◆ **Available data**:
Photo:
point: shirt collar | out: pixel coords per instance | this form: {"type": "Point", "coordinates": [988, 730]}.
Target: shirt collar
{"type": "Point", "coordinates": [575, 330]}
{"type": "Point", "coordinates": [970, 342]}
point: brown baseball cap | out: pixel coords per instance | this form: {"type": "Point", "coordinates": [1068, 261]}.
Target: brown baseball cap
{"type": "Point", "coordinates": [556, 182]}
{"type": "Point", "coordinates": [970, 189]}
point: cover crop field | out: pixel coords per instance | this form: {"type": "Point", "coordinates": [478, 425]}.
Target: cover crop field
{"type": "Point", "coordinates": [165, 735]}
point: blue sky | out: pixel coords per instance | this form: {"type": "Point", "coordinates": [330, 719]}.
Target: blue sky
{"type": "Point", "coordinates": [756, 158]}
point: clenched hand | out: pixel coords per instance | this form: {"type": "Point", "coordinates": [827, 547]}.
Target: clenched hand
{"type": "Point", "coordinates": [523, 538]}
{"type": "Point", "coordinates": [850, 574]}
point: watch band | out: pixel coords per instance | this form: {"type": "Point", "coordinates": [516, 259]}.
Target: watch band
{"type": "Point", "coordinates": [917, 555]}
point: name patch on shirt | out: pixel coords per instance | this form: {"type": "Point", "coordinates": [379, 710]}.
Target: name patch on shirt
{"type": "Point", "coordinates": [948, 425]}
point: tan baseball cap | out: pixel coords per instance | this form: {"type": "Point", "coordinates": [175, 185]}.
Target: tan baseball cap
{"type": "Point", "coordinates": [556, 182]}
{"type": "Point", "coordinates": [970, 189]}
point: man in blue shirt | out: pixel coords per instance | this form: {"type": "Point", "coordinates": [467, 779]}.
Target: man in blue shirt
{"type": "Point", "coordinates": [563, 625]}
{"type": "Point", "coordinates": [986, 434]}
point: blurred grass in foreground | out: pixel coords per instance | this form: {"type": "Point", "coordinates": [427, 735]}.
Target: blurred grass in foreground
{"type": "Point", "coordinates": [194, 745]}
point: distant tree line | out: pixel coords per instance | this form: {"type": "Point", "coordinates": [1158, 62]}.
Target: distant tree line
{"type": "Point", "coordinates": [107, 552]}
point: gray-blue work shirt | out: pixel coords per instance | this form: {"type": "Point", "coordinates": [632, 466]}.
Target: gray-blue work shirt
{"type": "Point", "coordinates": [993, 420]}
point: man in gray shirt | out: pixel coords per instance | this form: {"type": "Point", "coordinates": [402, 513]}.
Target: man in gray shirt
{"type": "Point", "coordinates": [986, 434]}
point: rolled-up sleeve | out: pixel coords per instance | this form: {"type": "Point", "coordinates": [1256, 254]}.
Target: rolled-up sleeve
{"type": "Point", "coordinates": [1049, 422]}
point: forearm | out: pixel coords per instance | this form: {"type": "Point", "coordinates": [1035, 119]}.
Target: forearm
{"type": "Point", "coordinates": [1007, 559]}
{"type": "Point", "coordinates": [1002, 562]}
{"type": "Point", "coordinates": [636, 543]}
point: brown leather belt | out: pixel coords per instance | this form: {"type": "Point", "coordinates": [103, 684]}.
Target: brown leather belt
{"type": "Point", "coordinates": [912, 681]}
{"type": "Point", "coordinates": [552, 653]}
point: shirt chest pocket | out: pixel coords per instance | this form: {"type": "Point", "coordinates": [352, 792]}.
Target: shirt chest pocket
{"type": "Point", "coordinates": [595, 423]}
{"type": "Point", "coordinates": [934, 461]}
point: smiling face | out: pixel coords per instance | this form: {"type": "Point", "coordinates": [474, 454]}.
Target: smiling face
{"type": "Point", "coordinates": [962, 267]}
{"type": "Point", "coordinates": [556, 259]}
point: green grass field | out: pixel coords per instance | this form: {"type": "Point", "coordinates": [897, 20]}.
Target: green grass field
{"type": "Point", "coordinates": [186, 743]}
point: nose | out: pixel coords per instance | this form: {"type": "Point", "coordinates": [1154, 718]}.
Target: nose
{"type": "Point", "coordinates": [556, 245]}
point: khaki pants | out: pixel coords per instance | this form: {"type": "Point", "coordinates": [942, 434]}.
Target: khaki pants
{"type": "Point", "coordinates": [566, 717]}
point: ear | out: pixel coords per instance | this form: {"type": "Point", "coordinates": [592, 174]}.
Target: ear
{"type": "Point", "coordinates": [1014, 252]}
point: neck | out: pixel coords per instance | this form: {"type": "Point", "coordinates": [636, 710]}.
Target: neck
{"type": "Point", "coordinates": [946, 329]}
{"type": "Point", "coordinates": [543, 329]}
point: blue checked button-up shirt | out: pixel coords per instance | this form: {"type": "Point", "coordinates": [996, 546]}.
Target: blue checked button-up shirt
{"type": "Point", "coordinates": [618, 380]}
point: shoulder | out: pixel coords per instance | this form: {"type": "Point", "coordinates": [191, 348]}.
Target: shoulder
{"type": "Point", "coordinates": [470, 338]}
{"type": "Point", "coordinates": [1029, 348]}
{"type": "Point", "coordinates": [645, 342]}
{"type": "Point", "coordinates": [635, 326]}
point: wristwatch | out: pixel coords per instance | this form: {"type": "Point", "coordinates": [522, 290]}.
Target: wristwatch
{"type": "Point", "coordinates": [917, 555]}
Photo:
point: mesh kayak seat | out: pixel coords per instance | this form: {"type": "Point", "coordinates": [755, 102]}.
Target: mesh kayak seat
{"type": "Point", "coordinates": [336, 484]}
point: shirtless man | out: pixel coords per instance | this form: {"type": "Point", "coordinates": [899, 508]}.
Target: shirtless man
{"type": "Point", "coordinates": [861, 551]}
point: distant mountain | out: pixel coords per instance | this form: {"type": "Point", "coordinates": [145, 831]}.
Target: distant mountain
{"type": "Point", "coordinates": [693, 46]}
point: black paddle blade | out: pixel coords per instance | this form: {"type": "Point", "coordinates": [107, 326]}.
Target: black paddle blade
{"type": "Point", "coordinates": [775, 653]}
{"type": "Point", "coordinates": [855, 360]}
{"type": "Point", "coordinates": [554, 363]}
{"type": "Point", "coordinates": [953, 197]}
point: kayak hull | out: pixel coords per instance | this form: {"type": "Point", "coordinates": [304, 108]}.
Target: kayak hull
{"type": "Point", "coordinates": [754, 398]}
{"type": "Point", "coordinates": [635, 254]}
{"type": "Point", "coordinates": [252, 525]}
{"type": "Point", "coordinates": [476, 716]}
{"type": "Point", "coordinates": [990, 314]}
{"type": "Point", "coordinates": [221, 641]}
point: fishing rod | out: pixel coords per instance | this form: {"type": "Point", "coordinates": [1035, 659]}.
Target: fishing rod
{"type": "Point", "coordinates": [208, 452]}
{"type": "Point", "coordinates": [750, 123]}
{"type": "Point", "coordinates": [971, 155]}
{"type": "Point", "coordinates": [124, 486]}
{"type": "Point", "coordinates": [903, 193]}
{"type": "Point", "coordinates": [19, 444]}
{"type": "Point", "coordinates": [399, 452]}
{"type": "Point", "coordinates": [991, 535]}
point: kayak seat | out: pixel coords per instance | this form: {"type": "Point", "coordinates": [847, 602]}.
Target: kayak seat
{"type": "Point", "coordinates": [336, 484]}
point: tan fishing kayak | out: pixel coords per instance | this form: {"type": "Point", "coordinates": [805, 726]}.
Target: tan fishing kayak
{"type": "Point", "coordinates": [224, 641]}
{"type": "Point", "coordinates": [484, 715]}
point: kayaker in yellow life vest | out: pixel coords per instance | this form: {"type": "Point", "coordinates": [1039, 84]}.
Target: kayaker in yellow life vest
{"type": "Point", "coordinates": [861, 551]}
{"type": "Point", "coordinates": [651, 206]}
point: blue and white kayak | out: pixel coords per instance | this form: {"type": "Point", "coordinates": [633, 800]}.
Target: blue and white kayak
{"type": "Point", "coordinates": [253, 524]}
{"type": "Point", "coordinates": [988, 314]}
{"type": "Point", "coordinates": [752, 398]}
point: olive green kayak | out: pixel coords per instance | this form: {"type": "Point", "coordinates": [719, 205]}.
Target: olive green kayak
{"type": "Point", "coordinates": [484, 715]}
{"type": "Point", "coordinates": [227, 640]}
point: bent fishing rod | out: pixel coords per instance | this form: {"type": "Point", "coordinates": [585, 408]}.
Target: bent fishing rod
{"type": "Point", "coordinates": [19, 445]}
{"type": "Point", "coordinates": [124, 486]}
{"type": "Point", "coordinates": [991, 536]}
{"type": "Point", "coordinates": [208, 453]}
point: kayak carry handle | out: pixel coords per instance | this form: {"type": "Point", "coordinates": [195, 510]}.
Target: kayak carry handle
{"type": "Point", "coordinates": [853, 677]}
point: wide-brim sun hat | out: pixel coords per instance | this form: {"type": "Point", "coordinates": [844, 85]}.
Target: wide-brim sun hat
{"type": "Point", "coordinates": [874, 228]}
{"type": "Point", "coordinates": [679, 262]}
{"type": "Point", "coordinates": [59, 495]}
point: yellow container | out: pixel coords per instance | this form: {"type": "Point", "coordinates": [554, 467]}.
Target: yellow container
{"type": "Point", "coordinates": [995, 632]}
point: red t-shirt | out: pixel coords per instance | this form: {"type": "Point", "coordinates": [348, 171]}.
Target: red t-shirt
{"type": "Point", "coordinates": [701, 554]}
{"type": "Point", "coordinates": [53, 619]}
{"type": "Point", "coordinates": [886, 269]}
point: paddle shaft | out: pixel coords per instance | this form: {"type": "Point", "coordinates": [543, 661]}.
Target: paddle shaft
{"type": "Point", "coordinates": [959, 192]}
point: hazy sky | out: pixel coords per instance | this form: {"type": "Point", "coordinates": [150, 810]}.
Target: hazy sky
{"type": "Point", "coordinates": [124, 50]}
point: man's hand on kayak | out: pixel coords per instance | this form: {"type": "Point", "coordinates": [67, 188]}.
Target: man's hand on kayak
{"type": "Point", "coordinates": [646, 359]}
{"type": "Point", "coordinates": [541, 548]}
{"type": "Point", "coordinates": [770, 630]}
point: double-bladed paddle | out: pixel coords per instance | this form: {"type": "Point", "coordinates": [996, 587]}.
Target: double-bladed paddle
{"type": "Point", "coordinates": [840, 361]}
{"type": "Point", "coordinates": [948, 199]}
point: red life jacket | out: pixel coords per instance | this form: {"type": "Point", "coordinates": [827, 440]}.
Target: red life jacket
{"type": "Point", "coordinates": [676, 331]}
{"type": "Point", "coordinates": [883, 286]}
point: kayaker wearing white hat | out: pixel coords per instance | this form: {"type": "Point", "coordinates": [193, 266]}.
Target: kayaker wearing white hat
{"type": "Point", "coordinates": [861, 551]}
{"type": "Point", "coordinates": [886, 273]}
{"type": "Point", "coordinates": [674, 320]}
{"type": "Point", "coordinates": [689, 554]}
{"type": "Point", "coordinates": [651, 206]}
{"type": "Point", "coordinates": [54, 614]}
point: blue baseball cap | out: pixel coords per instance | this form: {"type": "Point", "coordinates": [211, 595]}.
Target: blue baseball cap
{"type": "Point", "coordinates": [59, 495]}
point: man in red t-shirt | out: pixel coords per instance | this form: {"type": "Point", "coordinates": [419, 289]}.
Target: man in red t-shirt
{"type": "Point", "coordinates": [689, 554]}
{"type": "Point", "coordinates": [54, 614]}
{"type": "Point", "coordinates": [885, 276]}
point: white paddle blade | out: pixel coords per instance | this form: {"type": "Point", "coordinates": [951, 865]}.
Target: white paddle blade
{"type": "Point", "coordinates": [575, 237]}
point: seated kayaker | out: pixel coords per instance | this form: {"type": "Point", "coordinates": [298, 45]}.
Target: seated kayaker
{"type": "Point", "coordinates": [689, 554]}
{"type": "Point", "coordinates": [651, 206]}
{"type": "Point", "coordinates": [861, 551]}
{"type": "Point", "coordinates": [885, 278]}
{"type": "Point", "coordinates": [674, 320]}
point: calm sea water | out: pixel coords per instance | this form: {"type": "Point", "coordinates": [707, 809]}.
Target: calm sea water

◆ **Task objective**:
Every line above that includes the string "calm" needs to be copied.

◆ **Written solution**:
point: calm sea water | out: pixel coords per instance | this form: {"type": "Point", "coordinates": [707, 809]}.
Target: calm sea water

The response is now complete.